*** Entries supplied ***

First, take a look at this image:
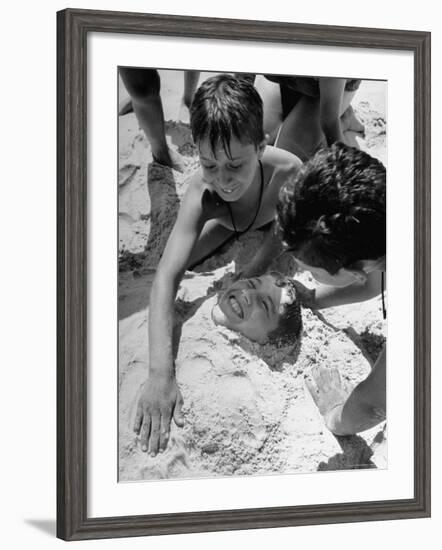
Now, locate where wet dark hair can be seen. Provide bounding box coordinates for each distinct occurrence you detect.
[276,143,386,274]
[267,300,302,346]
[266,274,302,346]
[190,74,265,157]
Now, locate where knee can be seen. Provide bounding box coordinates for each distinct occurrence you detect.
[119,68,161,101]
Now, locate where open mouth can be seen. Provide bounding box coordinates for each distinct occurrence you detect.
[228,295,244,319]
[219,184,238,195]
[219,291,246,321]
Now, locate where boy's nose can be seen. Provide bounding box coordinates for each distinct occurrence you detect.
[240,289,251,306]
[218,169,232,185]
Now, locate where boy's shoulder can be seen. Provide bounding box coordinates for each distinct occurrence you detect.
[183,167,213,200]
[186,166,204,187]
[262,145,302,182]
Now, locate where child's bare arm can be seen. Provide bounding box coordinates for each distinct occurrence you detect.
[238,222,284,278]
[310,270,383,310]
[307,347,386,435]
[134,183,206,456]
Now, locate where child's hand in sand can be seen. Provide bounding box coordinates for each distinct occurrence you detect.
[305,365,350,424]
[134,375,184,456]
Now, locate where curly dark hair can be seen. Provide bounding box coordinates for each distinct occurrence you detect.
[276,143,386,274]
[190,74,265,157]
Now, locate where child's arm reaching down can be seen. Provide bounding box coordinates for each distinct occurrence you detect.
[237,221,285,279]
[297,269,383,310]
[134,184,206,456]
[133,267,185,457]
[306,347,386,435]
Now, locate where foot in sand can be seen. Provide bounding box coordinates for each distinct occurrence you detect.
[119,97,134,116]
[178,100,192,125]
[153,147,185,173]
[341,105,365,135]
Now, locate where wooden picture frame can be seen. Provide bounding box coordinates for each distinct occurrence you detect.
[57,8,431,541]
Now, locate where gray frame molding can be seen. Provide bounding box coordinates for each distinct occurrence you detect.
[57,8,431,541]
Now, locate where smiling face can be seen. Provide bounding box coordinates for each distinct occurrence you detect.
[198,136,265,202]
[211,272,298,344]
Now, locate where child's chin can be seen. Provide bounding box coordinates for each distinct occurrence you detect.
[211,304,227,326]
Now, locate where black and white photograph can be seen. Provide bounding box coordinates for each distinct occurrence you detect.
[1,0,436,544]
[117,69,387,482]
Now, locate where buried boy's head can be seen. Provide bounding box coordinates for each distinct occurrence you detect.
[211,272,302,345]
[277,143,386,287]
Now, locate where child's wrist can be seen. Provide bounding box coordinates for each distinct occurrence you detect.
[324,403,349,435]
[149,361,175,378]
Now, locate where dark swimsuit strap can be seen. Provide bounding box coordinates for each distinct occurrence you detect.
[227,160,264,238]
[187,161,265,271]
[381,271,386,319]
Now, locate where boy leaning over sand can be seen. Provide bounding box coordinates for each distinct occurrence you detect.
[134,74,302,456]
[277,142,386,435]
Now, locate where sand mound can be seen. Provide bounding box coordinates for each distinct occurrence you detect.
[119,264,386,481]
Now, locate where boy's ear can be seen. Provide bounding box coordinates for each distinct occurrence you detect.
[258,136,268,158]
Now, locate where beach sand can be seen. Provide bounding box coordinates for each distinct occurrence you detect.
[118,72,387,482]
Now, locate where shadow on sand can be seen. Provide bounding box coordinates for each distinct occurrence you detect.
[118,161,180,321]
[317,434,376,471]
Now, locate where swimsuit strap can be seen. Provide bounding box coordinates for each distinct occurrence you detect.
[227,160,264,238]
[381,271,387,319]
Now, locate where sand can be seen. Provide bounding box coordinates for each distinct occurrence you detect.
[118,73,387,482]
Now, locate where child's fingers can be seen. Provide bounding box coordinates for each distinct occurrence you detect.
[305,376,320,406]
[173,394,185,428]
[133,403,143,434]
[310,365,322,384]
[317,365,334,390]
[140,417,151,452]
[330,367,342,386]
[159,413,171,453]
[148,415,161,457]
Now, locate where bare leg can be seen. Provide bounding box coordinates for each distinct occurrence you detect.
[187,220,235,269]
[254,75,284,144]
[119,95,134,116]
[179,70,201,123]
[276,91,363,160]
[341,105,365,134]
[342,130,360,149]
[340,94,365,149]
[119,68,184,172]
[276,96,324,161]
[340,91,365,134]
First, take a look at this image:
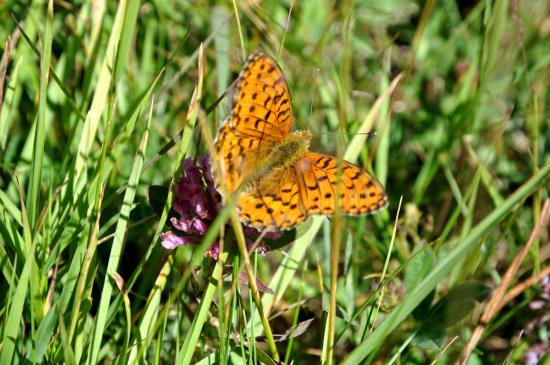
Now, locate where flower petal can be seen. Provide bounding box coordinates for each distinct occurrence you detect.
[160,231,197,249]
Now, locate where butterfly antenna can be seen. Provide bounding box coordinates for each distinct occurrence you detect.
[315,131,378,137]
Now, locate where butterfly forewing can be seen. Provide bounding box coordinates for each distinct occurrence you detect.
[230,52,293,141]
[214,52,294,195]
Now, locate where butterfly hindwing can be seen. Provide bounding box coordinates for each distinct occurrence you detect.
[237,169,306,231]
[296,153,388,216]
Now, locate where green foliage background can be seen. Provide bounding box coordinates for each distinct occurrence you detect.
[0,0,548,364]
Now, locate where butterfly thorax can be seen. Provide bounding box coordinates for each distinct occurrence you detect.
[264,130,312,171]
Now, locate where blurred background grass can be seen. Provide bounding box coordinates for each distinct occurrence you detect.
[0,0,549,364]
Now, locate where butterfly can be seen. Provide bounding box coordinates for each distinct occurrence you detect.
[213,51,388,232]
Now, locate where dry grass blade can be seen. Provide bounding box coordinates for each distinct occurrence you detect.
[459,199,550,364]
[501,265,550,310]
[0,31,19,113]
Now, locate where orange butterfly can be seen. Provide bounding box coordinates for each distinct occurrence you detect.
[213,51,388,231]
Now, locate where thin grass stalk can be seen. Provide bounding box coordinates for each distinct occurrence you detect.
[177,251,230,365]
[284,259,305,364]
[369,197,402,336]
[231,0,246,61]
[231,213,279,361]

*** End of Entries supplied ***

Requirement >>
Omit the pictures, then quote the rest of the material above exactly.

Task answer >>
First, take a look at this image:
Now, locate where wet dark hair can be seen. Provide bounding box coordinates for each distinct occurrence you detect.
[276,143,386,274]
[267,300,302,346]
[266,274,302,346]
[190,74,265,157]
Now, locate where knee can be seen. Provide bounding box coordinates for each distinct occurrence you detect.
[119,68,161,101]
Now, locate where open mouth can be seen. Provide bounding box coordinates for each distinct occurrence you detect.
[228,295,244,319]
[219,184,238,195]
[219,291,246,321]
Now, locate where boy's nose can be seen. Provide bounding box coordinates for each distinct occurrence you detect.
[240,289,251,306]
[218,169,232,185]
Now, locate where boy's shoulder can be seen. Provide bounding box coordinates for each distinct occurrence you detect.
[183,167,213,200]
[186,166,204,187]
[262,145,302,182]
Now, locate where child's bare arm can be seen. Provide bounding box coordinates for each distinct occurrence you detect.
[238,222,284,278]
[310,270,383,310]
[307,347,386,435]
[134,183,206,456]
Now, locate where child's hand in sand can be seen. Provide bounding box coordinates for each distinct occurrence you detect.
[305,365,350,424]
[134,375,184,456]
Now, locate where curly dark hair can be seen. Provide bounding box coordinates for each distinct occurrence you detect.
[276,143,386,274]
[190,74,265,157]
Now, locate where child's arm reaching down can be seen. Provide bounding box coordinates for each distinct occurrence you detect.
[237,221,285,279]
[297,269,383,310]
[134,184,206,456]
[133,267,185,457]
[306,347,386,435]
Now, locate where foot in sand can be seen. Provide bounding box coordinates for each distinct occurrence you detect.
[119,97,134,116]
[178,100,192,125]
[153,147,185,173]
[341,105,365,135]
Now, locate where wooden picture frame can be seen. Provide bounding box coordinates for each distinct occurrence you detect.
[57,8,431,541]
Now, locate where gray frame molding can be seen. Provide bounding box coordinates for each distinct occurrence you detect.
[57,8,431,541]
Now, locate where smiling face can be seen. Provide bounding box coordinates for each distinct occurrence you detect.
[198,136,265,202]
[211,272,298,344]
Now, locate where child's chin can be seen. Provide bounding box coordinates for each distinct occurrence you detect.
[211,304,227,326]
Now, locate where black and white photograph can be seen. Provide bounding box coordinates for each distinct occurrence you detect.
[1,0,436,544]
[117,69,387,482]
Now, locate where buried boy's head can be seen. Provide bounding box coordinates for each distinct occurrence you detect.
[211,272,302,345]
[277,143,386,287]
Now, locate where child's wrist can be seen. Provide bounding box coordinates for each distinct occurrence you detect.
[324,403,349,435]
[149,361,175,378]
Now, locate where dark swimsuit strap can be seen. Provide bounding box coordinates for each distinct occurrence you detect.
[227,160,264,238]
[187,161,265,271]
[381,271,386,319]
Now, locate where boy leaning over sand can be seen. Provide bounding box coordinates for each distinct occurrence you detect.
[134,74,302,456]
[277,142,386,435]
Now, locate where sand mound can be seen. Provide bounding box coordinates for each distinct occurrence you detect.
[119,264,386,481]
Now, locate where boy's ear can be seen. Provide bounding box coordinates for each distinct occurrence you detect.
[258,136,268,158]
Now, locate where beach sand can be seen. Provide bounding box coordinates for each distinct occurrence you detect.
[118,72,387,482]
Now, locate where shadow on sand can be seen. Provide bounding box coordinates for each distinct occurrence you detect.
[118,161,180,321]
[317,434,376,471]
Now, locate where swimsuit strap can be seen. Provide bounding box coordinates for each distinct occurrence you detect.
[227,160,264,238]
[381,271,387,319]
Now, locate where sand can be seen. Provide bounding box coordinates for each distinct occurrence you detect.
[118,73,387,482]
Now, locate where child's fingers can be seen. Provide bounding box coordinates for each distinct occurrence you detect.
[305,376,320,406]
[173,394,185,428]
[133,403,143,434]
[310,365,322,384]
[317,365,334,390]
[140,417,151,452]
[330,367,342,386]
[159,413,171,453]
[148,415,161,457]
Now, locate where bare leg can be seen. Provide bounding box coordinates for each distinct occurrence you detect.
[187,220,235,269]
[254,75,284,144]
[119,95,134,116]
[179,70,201,123]
[276,91,363,160]
[341,105,365,134]
[342,130,360,149]
[340,94,365,149]
[119,68,184,172]
[276,96,324,161]
[340,91,365,134]
First, take a look at this image:
Now, locate where flower petal can be seen. Provide bounding box coordinates for each distinct occurrence you detect.
[160,231,197,249]
Now, locate where butterfly antenna can be seen. Provide bounding box coordinates for each distinct occurrence you detect.
[315,131,378,137]
Now, locate where butterfly forewing can be seen. Provide bounding box coordinates for each distinct occurrence you detect.
[230,52,293,141]
[214,52,294,195]
Now, locate where butterfly hindwing can be seen. Provide bounding box coordinates for each distinct occurrence you detect.
[237,169,306,231]
[296,153,388,216]
Now, locate where green foliage background can be seen. Provide bounding box coordinates for each distinct occurrence you detect.
[0,0,548,364]
Now, locate where butterfly thorax can be seen. Provide bounding box coordinates for each distinct occurrence you detect.
[264,130,312,171]
Now, locate where blurred background grass can be seen. Provide bounding box coordinates for each distinct occurrence you detect.
[0,0,549,364]
Now, locate where butterfly can be seen. Provide bounding box coordinates for each distinct occurrence you detect.
[213,51,388,232]
Now, locate where dry grass blade can be seen. Provide bounding box coordinates for each distinct occurrence you detect.
[459,199,550,364]
[501,265,550,310]
[0,31,19,113]
Now, locate where orange butterfly can be seen. Provide bounding box coordinates for each distinct occurrence you detect.
[213,51,388,231]
Now, locate where thin grass stalk can be seen. Provide bounding box coordinates for each distinct occurrence you detect.
[177,251,230,365]
[284,259,305,364]
[369,197,402,336]
[231,0,246,61]
[231,213,279,361]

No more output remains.